# Quoted passage

↓

Definition of global entrepreneur

Global entrepreneurship is a trait or characteristic in our definition of a global leader. Global entrepreneurs are professionals who use their global understanding and connections to identify transnational and cross-cultural opportunities and turn them into new value-creating initiative. While entrepreneurship usually means the creation of a new business, the scope of many global leaders' efforts go beyond business creation. Value creation obviously happens in established companies every day and many global leaders act as intrapreneurs pursuing opportunities from within an organisational context. Furthermore the term global entrepreneur recognises that not only businesses create new value - many global entrepreneurs operate from within the non-profit world establishing international social enterprises.

Global entrepreneurs typically create value in three distinct ways:

- The first is by tapping into commonalities – or convergence - between markets and cultures. This approach is common for organisations trying to bring a standard brand promise to diverse cultures, such as global brands Nike or McDonald’s. Alternatively it is companies like Intel that are bringing broadly applicable, convergent technological solutions to diverse communities.

- Conversely, global entrepreneurs may tap differences – or divergence - among regions in order to access distinct comparative advantages. Some IKEA products, for example, are designed in Sweden and assembled in China using African cotton and Polish plywood.

↑

# Collected data
↓

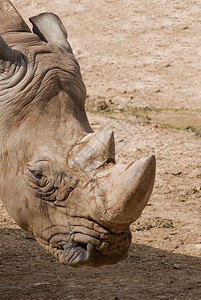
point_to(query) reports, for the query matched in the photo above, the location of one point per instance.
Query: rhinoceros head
(58, 179)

↑

# The tasks
1) From the definition of global entrepreneur, return the part that opens with the words containing "Global entrepreneurs typically" and closes with "to diverse communities.", copied word for word.
2) In the definition of global entrepreneur, which country is given as the place where some IKEA products are assembled?

# Solutions to each task
1)
Global entrepreneurs typically create value in three distinct ways:

- The first is by tapping into commonalities – or convergence - between markets and cultures. This approach is common for organisations trying to bring a standard brand promise to diverse cultures, such as global brands Nike or McDonald’s. Alternatively it is companies like Intel that are bringing broadly applicable, convergent technological solutions to diverse communities.

2) China